*Text under study*:
☆ ☆ ☆
Kingdom ‘has talent to build cyber workforce’

MANAMA: Bahrain’s talent pool from the student community as well as military and police agencies is key to building a skilled cybersecurity workforce, a top expert has said.

Anilkumar Jayaprakash, founder and president of Cyber Chasse, a US-based cybersecurity and artificial intelligence firm, told the GDN in an exclusive interview that the skills shortage in Bahrain and GCC countries can be tackled through a strategic approach.

“What is needed is a comprehensive cybersecurity training methodology aimed at creating opportunities for learners in Bahrain and GCC is in adherence with the changing cyber world. It should encompass courses on critical security controls, ethical hacking, network and wireless security and mobile security,” he said.

The firm is looking to launch operations in the region and has signed up as a sponsor for the Mena Royal Investment Summit 2021 being hosted in Bahrain next month.
☆ ☆ ☆
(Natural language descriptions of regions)

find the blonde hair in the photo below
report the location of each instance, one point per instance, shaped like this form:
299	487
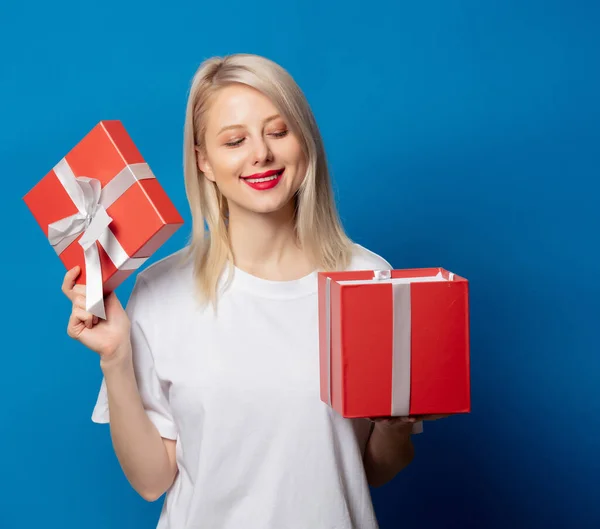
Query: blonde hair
318	227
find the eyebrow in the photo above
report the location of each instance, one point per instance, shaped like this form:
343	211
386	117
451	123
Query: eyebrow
229	127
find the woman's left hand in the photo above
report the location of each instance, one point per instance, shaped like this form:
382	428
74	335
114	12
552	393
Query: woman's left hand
401	424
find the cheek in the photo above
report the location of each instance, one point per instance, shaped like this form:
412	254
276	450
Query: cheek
229	163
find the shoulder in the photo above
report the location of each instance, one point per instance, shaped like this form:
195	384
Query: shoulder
365	259
161	282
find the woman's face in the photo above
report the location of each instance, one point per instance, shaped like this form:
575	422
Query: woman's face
253	157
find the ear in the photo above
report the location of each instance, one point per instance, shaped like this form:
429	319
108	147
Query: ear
203	165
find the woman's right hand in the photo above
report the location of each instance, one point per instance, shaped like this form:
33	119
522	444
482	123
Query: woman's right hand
109	338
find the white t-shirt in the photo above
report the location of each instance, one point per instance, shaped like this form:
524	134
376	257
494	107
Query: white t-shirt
239	390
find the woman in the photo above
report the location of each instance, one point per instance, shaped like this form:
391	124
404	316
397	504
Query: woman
210	377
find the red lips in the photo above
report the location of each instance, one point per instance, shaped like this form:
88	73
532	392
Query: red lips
265	174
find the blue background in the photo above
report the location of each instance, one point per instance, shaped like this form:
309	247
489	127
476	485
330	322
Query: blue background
460	134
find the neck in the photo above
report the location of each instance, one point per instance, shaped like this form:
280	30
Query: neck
266	245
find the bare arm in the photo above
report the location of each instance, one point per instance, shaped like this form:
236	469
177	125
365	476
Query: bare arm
389	450
147	459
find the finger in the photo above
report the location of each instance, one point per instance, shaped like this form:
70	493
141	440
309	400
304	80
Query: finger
79	301
79	289
82	316
69	281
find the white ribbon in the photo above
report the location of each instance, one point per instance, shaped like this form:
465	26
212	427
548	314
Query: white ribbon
401	353
93	222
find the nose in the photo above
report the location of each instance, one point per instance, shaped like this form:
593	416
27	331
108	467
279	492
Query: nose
262	153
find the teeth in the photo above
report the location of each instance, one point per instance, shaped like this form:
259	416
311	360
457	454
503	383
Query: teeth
267	179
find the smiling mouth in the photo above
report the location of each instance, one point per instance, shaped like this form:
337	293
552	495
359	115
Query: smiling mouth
264	177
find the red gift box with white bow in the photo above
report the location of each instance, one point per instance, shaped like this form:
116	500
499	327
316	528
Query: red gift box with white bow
394	342
102	208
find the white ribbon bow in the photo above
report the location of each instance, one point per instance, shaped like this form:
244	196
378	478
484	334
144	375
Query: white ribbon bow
93	221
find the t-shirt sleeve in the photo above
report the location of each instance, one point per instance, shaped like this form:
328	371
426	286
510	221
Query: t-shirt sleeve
151	389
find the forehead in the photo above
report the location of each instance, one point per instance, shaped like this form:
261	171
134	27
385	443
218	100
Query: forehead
239	105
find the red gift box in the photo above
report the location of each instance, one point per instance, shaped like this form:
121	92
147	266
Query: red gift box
102	208
394	343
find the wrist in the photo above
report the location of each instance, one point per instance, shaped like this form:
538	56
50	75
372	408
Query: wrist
119	360
400	432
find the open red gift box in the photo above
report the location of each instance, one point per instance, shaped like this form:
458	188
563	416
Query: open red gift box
102	208
394	342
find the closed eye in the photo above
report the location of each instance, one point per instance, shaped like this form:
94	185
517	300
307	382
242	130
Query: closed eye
235	143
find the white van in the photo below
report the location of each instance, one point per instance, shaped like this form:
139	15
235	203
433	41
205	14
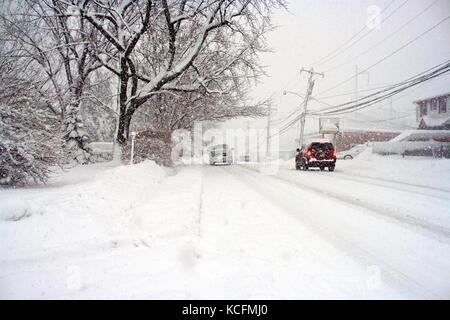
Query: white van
220	154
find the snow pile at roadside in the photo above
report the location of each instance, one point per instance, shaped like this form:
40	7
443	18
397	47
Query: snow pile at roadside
425	171
96	213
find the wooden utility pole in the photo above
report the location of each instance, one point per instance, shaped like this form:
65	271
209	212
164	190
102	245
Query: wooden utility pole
309	90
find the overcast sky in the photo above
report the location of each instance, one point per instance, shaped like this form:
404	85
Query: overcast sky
314	28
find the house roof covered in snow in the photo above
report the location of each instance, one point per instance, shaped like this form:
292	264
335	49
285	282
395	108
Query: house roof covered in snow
436	120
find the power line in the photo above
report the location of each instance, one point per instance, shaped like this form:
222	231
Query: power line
393	86
389	55
366	104
386	38
329	56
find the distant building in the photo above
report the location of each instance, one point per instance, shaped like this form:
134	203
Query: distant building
346	139
433	113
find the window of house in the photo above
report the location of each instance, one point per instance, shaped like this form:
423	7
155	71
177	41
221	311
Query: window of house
434	105
443	105
423	109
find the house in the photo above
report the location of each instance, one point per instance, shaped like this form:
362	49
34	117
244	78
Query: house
433	113
346	139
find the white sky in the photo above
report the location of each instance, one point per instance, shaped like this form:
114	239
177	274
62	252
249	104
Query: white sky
314	28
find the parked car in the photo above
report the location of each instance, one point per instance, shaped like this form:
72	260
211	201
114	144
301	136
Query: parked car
352	153
220	154
317	154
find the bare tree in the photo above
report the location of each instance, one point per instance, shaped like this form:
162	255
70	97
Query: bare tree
29	145
176	46
61	45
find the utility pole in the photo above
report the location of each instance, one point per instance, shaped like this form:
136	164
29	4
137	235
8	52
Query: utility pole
311	82
357	73
269	119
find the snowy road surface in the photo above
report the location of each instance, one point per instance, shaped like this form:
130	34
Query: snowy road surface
230	232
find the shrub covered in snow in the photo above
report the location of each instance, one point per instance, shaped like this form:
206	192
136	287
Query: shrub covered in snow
29	134
155	145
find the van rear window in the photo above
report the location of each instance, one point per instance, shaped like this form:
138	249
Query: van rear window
324	147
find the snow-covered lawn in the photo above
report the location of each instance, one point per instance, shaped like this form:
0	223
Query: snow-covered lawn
379	227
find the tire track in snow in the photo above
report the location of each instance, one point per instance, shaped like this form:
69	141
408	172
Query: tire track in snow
345	244
437	232
364	177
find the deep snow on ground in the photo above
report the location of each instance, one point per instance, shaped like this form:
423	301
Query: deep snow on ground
378	227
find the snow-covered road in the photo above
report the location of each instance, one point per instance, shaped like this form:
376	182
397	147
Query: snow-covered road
227	233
☆ ☆ ☆
*Required tasks*:
1. Reproduce the article on Bahrain's cyber workforce word for word, everything from "Kingdom ‘has talent" down to "expert has said.".
2. Answer these questions from the article on Bahrain's cyber workforce:
(a) In what country is Cyber Chasse based?
(b) Which event has the firm signed up to sponsor?
(c) Apart from the student community, which agencies are named as part of Bahrain's talent pool?

*Completed exercise*:
1.
Kingdom ‘has talent to build cyber workforce’

MANAMA: Bahrain’s talent pool from the student community as well as military and police agencies is key to building a skilled cybersecurity workforce, a top expert has said.

2.
(a) The US
(b) The Mena Royal Investment Summit 2021
(c) Military and police agencies